▶ **AIM OF THE TASK**
Pick out each line of the records that includes the string "shoreline", and copy it.

▶ **GIVEN RECORDS**
|---|

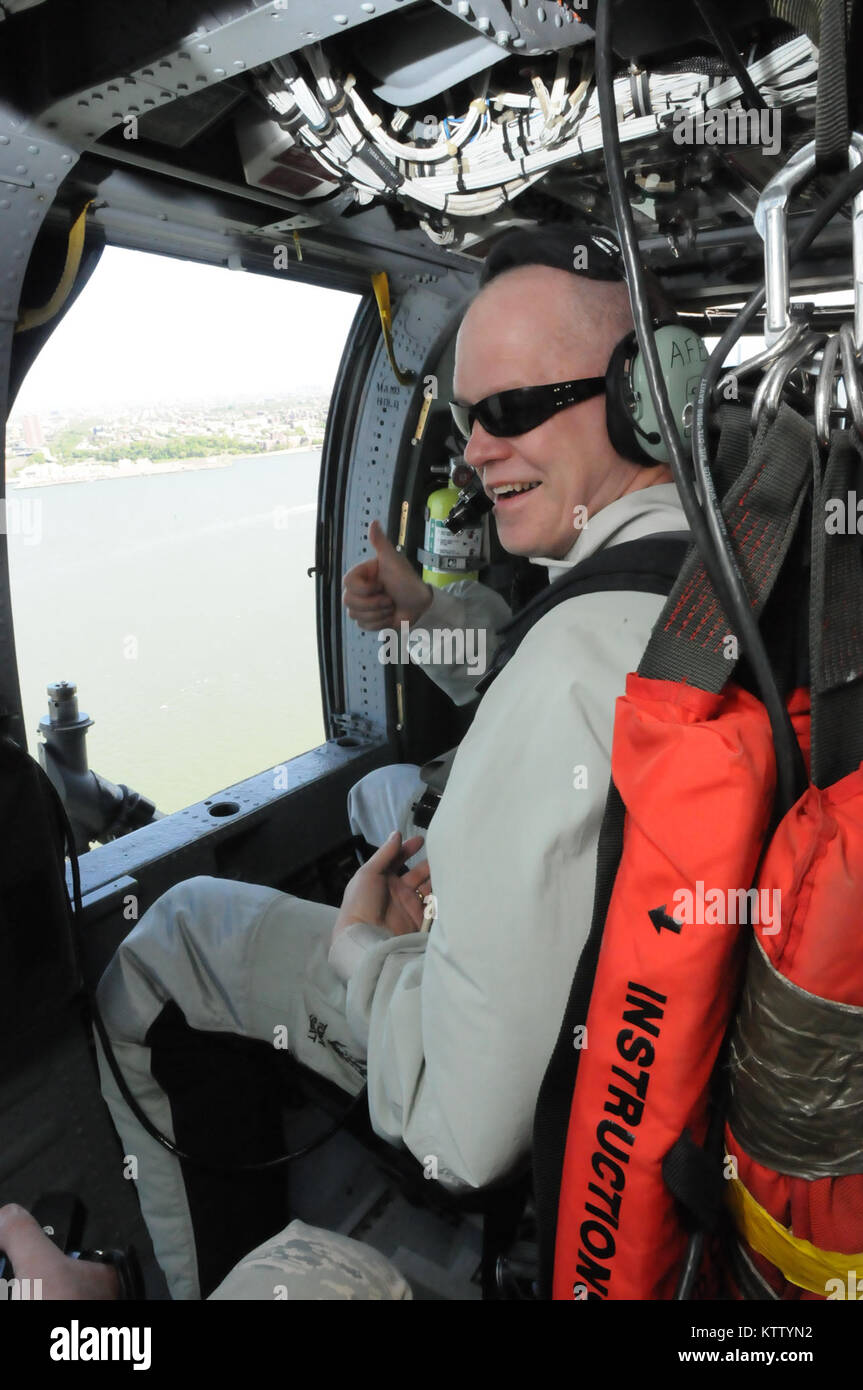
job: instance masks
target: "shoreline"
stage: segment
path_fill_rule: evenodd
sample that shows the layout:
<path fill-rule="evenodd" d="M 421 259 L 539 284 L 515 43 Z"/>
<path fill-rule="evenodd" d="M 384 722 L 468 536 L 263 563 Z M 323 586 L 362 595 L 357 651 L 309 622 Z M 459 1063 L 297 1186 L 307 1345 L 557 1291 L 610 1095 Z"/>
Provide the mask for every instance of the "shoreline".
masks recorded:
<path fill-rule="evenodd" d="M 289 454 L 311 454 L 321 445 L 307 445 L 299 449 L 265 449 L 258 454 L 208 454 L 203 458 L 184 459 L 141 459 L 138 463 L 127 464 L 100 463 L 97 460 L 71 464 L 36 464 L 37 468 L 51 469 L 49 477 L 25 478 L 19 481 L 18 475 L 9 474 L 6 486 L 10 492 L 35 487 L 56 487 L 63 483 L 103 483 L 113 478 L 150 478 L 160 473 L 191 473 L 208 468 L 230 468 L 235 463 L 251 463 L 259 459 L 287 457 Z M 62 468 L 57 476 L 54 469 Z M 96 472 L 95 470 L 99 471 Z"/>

|---|

▶ **RESULT OF THIS TASK**
target: "shoreline"
Provide the mask for every instance of the "shoreline".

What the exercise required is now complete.